THE PROBLEM: Reproduce verbatim the lines of the material below, from the line containing "Query: **stone wall**" up to and including the line containing "73L143 75L142 68L135".

══════════════════════════════

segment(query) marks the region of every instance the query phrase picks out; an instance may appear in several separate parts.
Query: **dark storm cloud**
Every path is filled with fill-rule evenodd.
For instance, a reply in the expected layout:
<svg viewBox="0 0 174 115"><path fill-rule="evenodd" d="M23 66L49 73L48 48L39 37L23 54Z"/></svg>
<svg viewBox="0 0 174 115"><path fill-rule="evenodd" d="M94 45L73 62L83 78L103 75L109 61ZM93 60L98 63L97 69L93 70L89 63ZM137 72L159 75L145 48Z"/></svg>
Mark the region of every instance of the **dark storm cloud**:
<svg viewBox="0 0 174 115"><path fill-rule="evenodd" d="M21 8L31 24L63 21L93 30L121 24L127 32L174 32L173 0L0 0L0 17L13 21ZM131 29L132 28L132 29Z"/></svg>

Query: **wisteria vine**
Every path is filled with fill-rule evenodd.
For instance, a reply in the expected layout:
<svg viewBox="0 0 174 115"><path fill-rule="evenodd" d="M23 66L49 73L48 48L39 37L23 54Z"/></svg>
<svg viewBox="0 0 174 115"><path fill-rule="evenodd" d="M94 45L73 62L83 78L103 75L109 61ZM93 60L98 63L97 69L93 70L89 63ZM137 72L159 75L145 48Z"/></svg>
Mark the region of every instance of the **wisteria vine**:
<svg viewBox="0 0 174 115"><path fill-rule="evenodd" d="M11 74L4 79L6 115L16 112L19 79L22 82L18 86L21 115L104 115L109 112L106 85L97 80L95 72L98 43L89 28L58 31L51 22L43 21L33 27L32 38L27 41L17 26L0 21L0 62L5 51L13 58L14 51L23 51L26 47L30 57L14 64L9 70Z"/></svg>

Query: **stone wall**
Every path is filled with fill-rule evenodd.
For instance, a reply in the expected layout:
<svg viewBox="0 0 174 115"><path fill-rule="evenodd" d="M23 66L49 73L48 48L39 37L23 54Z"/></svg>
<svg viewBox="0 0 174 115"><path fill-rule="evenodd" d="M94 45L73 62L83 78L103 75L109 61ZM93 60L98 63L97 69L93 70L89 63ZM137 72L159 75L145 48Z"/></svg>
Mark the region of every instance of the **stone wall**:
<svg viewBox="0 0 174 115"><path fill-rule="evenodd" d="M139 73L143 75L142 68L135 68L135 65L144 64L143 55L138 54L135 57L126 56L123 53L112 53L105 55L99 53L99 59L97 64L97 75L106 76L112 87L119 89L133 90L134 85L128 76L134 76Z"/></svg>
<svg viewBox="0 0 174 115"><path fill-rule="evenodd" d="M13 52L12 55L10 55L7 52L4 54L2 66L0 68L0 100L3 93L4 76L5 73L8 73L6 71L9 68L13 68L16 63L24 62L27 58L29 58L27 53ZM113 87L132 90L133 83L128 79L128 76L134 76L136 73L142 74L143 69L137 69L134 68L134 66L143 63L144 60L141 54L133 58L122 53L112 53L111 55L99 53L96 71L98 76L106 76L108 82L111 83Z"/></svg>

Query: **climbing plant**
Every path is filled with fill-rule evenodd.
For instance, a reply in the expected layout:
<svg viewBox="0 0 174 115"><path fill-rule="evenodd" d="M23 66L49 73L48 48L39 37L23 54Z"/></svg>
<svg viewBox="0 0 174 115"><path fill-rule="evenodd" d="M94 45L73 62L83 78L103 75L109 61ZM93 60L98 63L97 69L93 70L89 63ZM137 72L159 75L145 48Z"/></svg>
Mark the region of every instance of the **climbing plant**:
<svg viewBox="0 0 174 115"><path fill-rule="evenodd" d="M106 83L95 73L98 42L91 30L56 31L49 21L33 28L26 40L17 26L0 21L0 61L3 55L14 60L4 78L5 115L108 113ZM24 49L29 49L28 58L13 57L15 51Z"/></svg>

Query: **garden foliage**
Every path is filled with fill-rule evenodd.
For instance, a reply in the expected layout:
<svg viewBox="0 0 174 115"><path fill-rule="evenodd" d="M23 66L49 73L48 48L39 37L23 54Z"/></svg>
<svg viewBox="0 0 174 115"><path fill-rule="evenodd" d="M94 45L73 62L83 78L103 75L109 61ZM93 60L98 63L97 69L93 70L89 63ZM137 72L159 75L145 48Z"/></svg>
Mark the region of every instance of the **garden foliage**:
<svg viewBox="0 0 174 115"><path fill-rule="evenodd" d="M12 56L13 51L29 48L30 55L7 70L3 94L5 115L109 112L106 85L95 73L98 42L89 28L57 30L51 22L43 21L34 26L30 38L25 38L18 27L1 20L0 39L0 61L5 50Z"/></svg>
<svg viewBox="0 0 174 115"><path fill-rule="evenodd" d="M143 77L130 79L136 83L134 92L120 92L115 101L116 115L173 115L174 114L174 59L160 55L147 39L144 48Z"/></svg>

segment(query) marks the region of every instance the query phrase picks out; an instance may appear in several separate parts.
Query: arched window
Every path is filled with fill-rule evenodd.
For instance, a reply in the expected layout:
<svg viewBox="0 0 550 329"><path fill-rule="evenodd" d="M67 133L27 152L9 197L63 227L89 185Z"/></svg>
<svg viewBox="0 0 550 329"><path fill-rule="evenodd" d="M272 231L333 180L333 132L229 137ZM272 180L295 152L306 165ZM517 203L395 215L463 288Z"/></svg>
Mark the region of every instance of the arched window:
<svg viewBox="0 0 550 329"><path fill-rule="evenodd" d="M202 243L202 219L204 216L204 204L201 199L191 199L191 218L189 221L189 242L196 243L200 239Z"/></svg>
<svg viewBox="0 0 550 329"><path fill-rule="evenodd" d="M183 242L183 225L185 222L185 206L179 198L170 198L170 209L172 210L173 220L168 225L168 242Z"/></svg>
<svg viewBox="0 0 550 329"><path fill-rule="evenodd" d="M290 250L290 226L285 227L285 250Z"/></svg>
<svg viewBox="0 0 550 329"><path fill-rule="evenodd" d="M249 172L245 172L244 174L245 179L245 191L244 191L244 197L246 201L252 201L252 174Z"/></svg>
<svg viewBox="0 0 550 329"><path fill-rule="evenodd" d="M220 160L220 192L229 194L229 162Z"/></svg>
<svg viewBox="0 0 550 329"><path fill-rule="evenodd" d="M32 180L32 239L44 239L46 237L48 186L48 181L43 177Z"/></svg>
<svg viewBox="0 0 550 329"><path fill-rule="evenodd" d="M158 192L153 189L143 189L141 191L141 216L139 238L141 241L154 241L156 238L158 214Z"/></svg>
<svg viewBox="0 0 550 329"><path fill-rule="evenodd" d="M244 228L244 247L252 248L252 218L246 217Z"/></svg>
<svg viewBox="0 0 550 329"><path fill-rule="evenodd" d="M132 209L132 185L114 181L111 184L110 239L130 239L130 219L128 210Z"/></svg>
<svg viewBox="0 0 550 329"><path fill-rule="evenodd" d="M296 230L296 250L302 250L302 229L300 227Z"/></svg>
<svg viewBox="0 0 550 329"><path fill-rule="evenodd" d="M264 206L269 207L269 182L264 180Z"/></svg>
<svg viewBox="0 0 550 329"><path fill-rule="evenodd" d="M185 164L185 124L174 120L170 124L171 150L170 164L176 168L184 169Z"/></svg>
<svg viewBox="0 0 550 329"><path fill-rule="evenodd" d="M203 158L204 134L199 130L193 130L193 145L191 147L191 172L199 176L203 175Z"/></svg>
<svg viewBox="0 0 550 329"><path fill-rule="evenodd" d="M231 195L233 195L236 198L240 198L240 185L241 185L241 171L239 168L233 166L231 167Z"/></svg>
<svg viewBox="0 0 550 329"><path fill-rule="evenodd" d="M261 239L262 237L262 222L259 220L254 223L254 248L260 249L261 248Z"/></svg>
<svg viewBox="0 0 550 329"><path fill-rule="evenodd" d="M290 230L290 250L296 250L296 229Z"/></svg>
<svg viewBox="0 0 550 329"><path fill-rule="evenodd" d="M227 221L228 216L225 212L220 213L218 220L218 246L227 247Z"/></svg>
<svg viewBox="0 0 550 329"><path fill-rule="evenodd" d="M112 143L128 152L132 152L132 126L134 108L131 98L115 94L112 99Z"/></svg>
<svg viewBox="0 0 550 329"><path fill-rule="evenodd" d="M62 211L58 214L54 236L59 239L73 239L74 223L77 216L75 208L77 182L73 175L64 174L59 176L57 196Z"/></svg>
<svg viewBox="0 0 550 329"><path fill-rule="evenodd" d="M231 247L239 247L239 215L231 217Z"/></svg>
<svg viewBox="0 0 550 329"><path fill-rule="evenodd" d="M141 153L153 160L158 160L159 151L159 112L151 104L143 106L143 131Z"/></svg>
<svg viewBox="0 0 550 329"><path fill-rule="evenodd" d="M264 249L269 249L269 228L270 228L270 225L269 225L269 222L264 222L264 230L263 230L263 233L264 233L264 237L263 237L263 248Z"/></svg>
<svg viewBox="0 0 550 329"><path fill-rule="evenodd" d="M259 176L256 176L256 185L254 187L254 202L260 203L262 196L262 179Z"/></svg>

══════════════════════════════

TASK ANSWER:
Query: **stone wall**
Every path is filled with fill-rule evenodd.
For instance, a reply in the expected layout:
<svg viewBox="0 0 174 115"><path fill-rule="evenodd" d="M23 66L49 73L48 48L39 37L23 54Z"/></svg>
<svg viewBox="0 0 174 115"><path fill-rule="evenodd" d="M94 45L73 62L83 78L103 75L109 61ZM93 60L98 63L97 69L93 70L89 63ZM137 72L159 75L145 48Z"/></svg>
Mark the region of every instance of the **stone wall**:
<svg viewBox="0 0 174 115"><path fill-rule="evenodd" d="M139 73L143 75L142 68L135 68L135 65L144 64L143 55L138 54L135 57L126 56L123 53L112 53L105 55L99 53L99 59L97 64L97 75L106 76L112 87L119 89L133 90L134 85L128 76L134 76Z"/></svg>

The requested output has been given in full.